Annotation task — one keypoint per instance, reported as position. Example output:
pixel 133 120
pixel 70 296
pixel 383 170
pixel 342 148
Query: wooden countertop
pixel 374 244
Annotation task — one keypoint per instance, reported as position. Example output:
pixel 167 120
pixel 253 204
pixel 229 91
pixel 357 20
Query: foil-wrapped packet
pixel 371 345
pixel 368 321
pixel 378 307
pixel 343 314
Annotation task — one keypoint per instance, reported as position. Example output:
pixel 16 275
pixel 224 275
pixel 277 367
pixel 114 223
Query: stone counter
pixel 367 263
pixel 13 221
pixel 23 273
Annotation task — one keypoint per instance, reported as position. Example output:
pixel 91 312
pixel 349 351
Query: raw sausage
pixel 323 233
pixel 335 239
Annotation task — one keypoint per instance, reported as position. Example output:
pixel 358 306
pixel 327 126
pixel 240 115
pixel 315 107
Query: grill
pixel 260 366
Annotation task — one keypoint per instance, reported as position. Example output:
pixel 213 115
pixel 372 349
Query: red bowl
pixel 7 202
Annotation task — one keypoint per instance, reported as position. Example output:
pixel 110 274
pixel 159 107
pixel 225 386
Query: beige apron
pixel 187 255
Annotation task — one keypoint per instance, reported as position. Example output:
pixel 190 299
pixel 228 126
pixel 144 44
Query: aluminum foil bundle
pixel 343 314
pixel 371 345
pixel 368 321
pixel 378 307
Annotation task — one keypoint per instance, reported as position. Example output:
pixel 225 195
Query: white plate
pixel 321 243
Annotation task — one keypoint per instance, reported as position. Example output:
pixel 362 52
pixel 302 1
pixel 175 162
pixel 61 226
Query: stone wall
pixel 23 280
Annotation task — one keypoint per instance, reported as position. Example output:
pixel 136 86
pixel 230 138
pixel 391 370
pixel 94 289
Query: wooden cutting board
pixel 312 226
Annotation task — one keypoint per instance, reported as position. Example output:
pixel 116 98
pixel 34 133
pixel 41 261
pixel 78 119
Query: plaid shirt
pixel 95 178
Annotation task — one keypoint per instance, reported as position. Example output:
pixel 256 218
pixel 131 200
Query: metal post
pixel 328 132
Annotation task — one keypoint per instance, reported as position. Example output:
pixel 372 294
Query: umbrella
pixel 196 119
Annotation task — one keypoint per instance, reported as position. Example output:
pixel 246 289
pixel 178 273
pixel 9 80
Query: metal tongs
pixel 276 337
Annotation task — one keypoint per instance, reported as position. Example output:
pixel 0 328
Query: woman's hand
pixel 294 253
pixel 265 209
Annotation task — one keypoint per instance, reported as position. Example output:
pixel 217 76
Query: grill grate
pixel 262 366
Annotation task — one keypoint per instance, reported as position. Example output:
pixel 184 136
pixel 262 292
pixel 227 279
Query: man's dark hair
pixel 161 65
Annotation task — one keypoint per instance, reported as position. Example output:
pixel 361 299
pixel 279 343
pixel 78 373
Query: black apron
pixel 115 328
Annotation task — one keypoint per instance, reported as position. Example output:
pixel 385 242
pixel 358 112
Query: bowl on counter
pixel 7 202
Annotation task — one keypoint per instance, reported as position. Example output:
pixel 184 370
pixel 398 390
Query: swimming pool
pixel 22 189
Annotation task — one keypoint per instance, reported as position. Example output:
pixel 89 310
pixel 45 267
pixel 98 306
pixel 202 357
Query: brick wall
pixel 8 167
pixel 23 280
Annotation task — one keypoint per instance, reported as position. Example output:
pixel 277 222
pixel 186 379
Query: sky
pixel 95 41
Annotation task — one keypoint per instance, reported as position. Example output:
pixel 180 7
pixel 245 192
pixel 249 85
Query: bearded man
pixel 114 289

======

## Exercise details
Beginning with the line that holds "pixel 230 138", copy the entries exactly to their last line, and leave out every earlier line.

## Reply
pixel 230 138
pixel 391 370
pixel 94 289
Query: wooden cutting board
pixel 312 226
Annotation task — one keypoint per instance, reported as position. Example output:
pixel 116 98
pixel 34 133
pixel 41 261
pixel 78 119
Query: plaid shirt
pixel 95 178
Annotation task — one keypoint per instance, reported as position. Example output:
pixel 256 218
pixel 131 200
Query: metal post
pixel 328 132
Annotation task — one keypoint per instance, reported as position. Example output:
pixel 372 294
Query: umbrella
pixel 196 119
Annotation task — one keypoint per instance, reported as position. Example output:
pixel 246 289
pixel 178 273
pixel 9 80
Query: metal tongs
pixel 276 337
Annotation task — one keypoint per instance, reported as position. Example output:
pixel 0 328
Query: woman's hand
pixel 294 253
pixel 265 209
Annotation task — one keypoint per instance, reported as position. Example output:
pixel 217 76
Query: grill grate
pixel 262 366
Annotation task — one keypoint per instance, reported as position. Example output:
pixel 184 136
pixel 262 292
pixel 227 279
Query: man's dark hair
pixel 161 65
Annotation task — one keypoint per instance, reported as position. Example output:
pixel 361 299
pixel 279 343
pixel 78 373
Query: black apron
pixel 115 328
Annotation task — one keypoint per instance, reported as position. Example output:
pixel 385 242
pixel 358 112
Query: bowl on counter
pixel 7 202
Annotation task — one keypoint per instance, reported as position. Example output:
pixel 184 370
pixel 398 390
Query: swimming pool
pixel 22 189
Annotation task — one keypoint per instance, reported as position. Example output:
pixel 89 310
pixel 45 267
pixel 98 306
pixel 202 357
Query: brick wall
pixel 8 167
pixel 23 280
Annotation task — one keypoint per instance, reported as position. Example output:
pixel 277 222
pixel 186 379
Query: sky
pixel 95 41
Annotation task — one keypoint per instance, reported as position. Example output:
pixel 180 7
pixel 245 192
pixel 249 85
Query: bearded man
pixel 114 289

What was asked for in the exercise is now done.